SUPPLIED PASSAGE »
I'm so glad you came to this realization, because not many people come to this to this point. And what would be your best advice for someone who is going through a similar situation like you've gone, but just don't have tools to deal with this trauma.

Vanessa Broers:

There's always someone to support you. Always look further than your close circle. And keep looking until you find the person. My what I grew up believing is no one can help me. No one can understand me. No one can support me there's no one who can help me. And in your immediate environment, that there's a high likelihood that that might be true. But also, no one can help you when you're hiding what you're experiencing from everyone on Earth either. So there are I think it's a little it's it's painful and liberating to realize that when you've gone through trauma, your trauma isn't unique. It feels deeply personal, but it's not unique. There's pretty much nothing you can go through that someone out there can't help you with and there's something like really want to hold on tight that no no, no, it's true, but you first have to stop pretending like everything is okay. And then don't stop looking until you find someone who can help you.

EXERCISE TASKS »
1. Write out the part of the trauma interview above between "I'm so glad" and "with this trauma.", inclusive.
2. Continue the interview about dealing with trauma from where it stops.

RECORD EXCERPTS »
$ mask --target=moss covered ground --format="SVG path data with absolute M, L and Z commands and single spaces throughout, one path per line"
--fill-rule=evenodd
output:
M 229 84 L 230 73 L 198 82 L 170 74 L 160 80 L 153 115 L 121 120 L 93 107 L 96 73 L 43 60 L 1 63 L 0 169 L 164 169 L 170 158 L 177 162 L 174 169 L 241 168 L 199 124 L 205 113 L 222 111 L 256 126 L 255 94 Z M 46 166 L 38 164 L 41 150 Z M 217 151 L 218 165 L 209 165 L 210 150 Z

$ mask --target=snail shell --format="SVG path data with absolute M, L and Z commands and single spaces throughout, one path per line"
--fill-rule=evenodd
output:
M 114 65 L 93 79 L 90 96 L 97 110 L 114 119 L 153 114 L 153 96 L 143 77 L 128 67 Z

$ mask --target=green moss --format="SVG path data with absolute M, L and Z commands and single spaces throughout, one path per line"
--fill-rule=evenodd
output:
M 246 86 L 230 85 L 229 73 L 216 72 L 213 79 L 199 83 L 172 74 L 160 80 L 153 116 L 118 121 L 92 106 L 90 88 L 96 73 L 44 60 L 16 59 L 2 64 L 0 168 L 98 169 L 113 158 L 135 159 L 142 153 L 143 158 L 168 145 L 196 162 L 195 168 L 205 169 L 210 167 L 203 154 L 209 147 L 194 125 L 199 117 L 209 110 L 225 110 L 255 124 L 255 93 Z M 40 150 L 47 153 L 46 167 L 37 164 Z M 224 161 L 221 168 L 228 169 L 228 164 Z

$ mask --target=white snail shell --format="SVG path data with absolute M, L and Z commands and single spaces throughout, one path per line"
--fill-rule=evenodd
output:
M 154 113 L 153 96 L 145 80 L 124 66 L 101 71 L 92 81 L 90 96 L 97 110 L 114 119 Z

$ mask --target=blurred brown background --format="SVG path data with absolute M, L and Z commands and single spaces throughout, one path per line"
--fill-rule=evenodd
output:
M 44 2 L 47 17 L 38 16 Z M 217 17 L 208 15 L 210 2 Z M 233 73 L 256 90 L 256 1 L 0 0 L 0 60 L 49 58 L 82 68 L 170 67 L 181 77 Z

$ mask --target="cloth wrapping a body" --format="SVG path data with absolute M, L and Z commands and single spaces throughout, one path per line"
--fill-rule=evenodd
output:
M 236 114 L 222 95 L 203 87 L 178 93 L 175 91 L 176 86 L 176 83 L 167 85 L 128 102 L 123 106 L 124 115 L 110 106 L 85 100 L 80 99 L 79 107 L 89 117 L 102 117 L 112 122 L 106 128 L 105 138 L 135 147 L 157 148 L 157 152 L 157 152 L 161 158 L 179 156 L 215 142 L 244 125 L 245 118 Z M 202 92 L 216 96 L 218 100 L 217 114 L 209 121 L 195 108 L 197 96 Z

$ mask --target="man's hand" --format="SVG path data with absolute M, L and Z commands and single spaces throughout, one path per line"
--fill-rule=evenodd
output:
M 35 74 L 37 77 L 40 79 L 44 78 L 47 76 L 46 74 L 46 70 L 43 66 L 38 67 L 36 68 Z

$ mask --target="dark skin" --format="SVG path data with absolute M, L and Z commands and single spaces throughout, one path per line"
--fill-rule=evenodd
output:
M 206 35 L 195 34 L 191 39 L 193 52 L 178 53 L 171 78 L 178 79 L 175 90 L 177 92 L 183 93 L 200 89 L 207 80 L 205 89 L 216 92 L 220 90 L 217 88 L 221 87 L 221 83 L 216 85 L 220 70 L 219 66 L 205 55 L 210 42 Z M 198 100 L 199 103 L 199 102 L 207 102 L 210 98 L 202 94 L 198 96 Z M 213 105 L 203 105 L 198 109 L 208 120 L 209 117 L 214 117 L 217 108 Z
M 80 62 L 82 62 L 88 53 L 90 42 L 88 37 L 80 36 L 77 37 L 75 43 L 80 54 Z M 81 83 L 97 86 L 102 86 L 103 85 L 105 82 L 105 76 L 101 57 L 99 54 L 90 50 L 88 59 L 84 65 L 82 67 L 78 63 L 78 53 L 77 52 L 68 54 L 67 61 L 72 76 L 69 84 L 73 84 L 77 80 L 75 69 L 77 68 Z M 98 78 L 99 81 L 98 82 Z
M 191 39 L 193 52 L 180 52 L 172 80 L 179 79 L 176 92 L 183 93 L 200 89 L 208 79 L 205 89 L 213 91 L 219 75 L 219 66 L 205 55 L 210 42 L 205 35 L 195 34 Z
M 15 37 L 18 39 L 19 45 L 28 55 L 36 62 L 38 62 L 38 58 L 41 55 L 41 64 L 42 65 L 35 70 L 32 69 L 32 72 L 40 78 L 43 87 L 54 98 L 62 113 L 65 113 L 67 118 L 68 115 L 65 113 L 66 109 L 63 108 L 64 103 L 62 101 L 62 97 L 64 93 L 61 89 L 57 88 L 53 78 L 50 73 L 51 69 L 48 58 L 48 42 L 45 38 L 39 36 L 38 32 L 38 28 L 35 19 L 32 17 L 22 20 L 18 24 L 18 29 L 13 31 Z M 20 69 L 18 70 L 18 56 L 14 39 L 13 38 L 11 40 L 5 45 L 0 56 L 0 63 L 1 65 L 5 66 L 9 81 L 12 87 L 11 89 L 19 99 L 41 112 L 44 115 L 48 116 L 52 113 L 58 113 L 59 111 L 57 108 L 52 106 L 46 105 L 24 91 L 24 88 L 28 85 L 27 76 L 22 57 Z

EXERCISE ANSWERS »
1.
I'm so glad you came to this realization, because not many people come to this to this point. And what would be your best advice for someone who is going through a similar situation like you've gone, but just don't have tools to deal with this trauma.

2.
Anna Maydonova:

This is so true. I remember myself holding to my story for 20 years. Thinking that is no one will believe me. There is no one will understand me. And I was holding so much shame in so much keel thinking it was my fault. But it's never never ever your fault. For me, I was a child. I I didn't, I couldn't understand what was what was happening. I was I was aware of what's happening. But I didn't. I didn't know how to behave. Plus I want I was conditioned to obey the rules. To Yeah, to do everything what my father was telling me. So and my self worth, and my trust to myself was zero, not zero, just on the ground. We go below zero. Exactly. Go zero. And Vanessa, and self Wars is very important in, in your, in your life, especially when you go through a healing process. You need to realize that that was a situation. But what I am doing right now with the situation is my responsibility. It wasn't my fault. But now it's my responsibility. But how did it change your life? Going through your childhood experience? How did you use the power of your trauma in your life?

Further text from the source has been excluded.